Data listing:

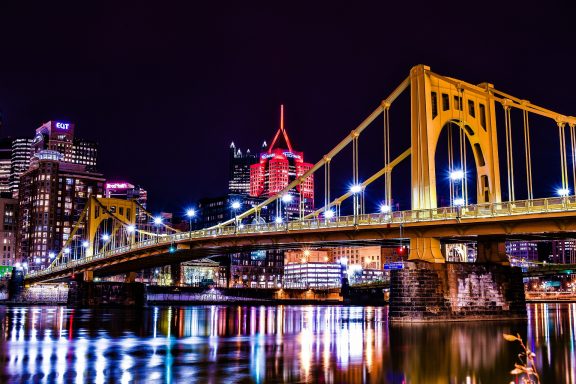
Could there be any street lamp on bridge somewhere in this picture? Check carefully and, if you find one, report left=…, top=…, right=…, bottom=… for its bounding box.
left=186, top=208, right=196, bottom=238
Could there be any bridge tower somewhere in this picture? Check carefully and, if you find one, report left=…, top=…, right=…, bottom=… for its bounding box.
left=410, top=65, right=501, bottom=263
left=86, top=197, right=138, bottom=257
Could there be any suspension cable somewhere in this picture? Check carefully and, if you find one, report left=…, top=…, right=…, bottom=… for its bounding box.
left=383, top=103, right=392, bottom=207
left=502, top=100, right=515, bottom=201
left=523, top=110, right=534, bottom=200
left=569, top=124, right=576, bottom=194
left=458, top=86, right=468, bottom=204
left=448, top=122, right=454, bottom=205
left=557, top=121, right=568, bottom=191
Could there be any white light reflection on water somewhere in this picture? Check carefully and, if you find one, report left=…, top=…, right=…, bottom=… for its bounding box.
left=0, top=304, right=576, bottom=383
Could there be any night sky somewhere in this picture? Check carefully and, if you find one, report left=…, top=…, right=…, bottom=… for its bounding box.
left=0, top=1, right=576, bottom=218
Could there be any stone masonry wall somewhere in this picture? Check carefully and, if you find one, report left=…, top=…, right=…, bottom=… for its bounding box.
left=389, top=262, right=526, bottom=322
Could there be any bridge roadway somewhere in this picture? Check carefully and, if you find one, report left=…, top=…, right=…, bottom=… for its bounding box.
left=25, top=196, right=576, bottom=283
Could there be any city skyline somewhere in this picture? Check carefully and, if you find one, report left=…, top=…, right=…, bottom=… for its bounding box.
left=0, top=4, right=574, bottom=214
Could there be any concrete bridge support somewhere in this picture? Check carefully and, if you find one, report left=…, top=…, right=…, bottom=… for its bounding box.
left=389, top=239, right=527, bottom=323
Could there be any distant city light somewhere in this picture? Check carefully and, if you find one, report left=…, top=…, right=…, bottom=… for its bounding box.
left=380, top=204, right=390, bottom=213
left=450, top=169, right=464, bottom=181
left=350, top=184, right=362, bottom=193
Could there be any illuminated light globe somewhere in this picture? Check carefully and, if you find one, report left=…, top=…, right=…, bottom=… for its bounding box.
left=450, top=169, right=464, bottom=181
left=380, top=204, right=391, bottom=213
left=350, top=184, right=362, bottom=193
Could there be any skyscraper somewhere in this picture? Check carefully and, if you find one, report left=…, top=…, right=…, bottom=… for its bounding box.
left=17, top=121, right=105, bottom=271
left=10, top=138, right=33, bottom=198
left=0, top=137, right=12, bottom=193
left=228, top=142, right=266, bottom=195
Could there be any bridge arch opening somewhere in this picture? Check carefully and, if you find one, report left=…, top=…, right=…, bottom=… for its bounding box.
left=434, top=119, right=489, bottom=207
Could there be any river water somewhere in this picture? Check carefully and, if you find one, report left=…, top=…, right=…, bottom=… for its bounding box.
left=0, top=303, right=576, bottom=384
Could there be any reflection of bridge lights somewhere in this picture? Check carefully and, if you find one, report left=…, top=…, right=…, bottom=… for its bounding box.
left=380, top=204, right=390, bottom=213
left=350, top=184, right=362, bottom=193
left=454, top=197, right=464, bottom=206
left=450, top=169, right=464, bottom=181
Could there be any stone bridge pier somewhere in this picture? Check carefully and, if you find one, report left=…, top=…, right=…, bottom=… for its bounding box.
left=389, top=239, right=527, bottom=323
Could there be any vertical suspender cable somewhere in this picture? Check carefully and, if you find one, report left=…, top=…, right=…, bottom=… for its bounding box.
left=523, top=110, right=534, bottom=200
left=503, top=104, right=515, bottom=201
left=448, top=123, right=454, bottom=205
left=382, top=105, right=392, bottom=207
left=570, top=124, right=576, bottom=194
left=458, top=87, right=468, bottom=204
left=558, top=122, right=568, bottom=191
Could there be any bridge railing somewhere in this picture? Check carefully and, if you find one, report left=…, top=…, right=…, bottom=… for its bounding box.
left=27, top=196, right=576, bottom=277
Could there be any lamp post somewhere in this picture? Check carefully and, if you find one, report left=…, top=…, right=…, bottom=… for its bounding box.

→ **Short problem**: Reproduce every line of the data listing above word for word, leaving out the pictures.

→ **Complete output**:
Could there be any street lamp on bridge somewhere in this picture? Check carefully and, if you find one, report left=…, top=…, right=…, bottom=… for its bounding box.
left=186, top=208, right=196, bottom=238
Could there be any bridge tower somewhere in this picture? Check carefully and, if you find one, report left=…, top=…, right=…, bottom=… for its bounding box.
left=410, top=65, right=501, bottom=263
left=86, top=197, right=138, bottom=257
Could there be any suspension cable somewhere in this picture? Check carefully and, if you find one, report left=…, top=…, right=…, bottom=… for its bounding box.
left=383, top=103, right=392, bottom=207
left=502, top=100, right=515, bottom=201
left=523, top=110, right=534, bottom=200
left=569, top=124, right=576, bottom=194
left=458, top=86, right=468, bottom=204
left=448, top=122, right=454, bottom=205
left=557, top=121, right=568, bottom=191
Could there be any white light reflection on water somewhere in this picture? Check carefully and, if you find one, report left=…, top=…, right=…, bottom=… for its bounding box.
left=0, top=304, right=576, bottom=383
Could there be any night sky somewhere in this picture? Check carefully and, if you find one, report left=…, top=…, right=…, bottom=… for its bounding box.
left=0, top=1, right=576, bottom=218
Could there be any stone masonry wall somewhere in this picture? Check carefully and, if you find one, report left=…, top=…, right=…, bottom=… for its bounding box.
left=389, top=262, right=526, bottom=322
Could there be any bridge roadway somewhere in this picture? Check carefully and, if you find one, report left=…, top=…, right=…, bottom=… for its bounding box.
left=25, top=196, right=576, bottom=283
Could there be any city skyline somewhere in this picture? Check carefully and, if you find one, report left=…, top=…, right=…, bottom=… for its bounding box.
left=0, top=4, right=574, bottom=214
Could there be any concrete bridge support somewhere in this picture? Check carefully and, if you find one, report left=…, top=…, right=…, bottom=… for its bounding box.
left=389, top=239, right=527, bottom=323
Could there be any distant city light somewhere in this picture? Check carefully and, if you find one, report left=…, top=…, right=…, bottom=… for its bounding box.
left=380, top=204, right=390, bottom=213
left=450, top=169, right=464, bottom=181
left=350, top=184, right=362, bottom=193
Could there be any illuminated light globe somewhere in this picture? Check carefully and, if you find one, report left=…, top=…, right=…, bottom=… for its bounding box.
left=450, top=169, right=464, bottom=181
left=380, top=204, right=391, bottom=213
left=350, top=184, right=362, bottom=193
Could there be any skyscraper somewhere in this picture? Check carefully and, if you find one, report left=…, top=…, right=…, bottom=… for its bounding box.
left=17, top=121, right=105, bottom=271
left=10, top=138, right=33, bottom=198
left=0, top=137, right=12, bottom=193
left=228, top=142, right=266, bottom=195
Could there be any bridge arch opening somewhere in this picture? Check carefully and, if you find one, report left=…, top=…, right=…, bottom=… for its bounding box.
left=434, top=119, right=489, bottom=207
Could there be any river water somewhere in this picture? Check carefully and, if you find one, report left=…, top=…, right=…, bottom=… for its bounding box.
left=0, top=303, right=576, bottom=384
Could there be any reflection of bridge lights somewhere in this picture? Check carefully and, if you find one, report left=…, top=…, right=…, bottom=… for its bounding box.
left=380, top=204, right=390, bottom=213
left=350, top=184, right=362, bottom=193
left=454, top=197, right=464, bottom=206
left=450, top=169, right=464, bottom=181
Could there be any stone bridge pier somewhere in this picture? Check carefully and, if you find one, report left=…, top=…, right=…, bottom=… for its bounding box.
left=389, top=239, right=527, bottom=323
Could there be any vertical suspender cable somewhere in this picture? Check carefully and, if you find one, report left=…, top=…, right=…, bottom=… for its bounding box.
left=523, top=110, right=534, bottom=200
left=503, top=104, right=515, bottom=201
left=448, top=123, right=454, bottom=205
left=382, top=105, right=392, bottom=207
left=570, top=124, right=576, bottom=194
left=458, top=87, right=468, bottom=204
left=558, top=122, right=568, bottom=191
Could there be any bridge railing somewhere in this picture? Check carefully and, if you find one, report left=…, top=…, right=…, bottom=… for its bounding box.
left=27, top=196, right=576, bottom=277
Could there be any lamp post somewhere in this picture? Check carefully and, if you find one, report left=…, top=…, right=…, bottom=… for its bounding box.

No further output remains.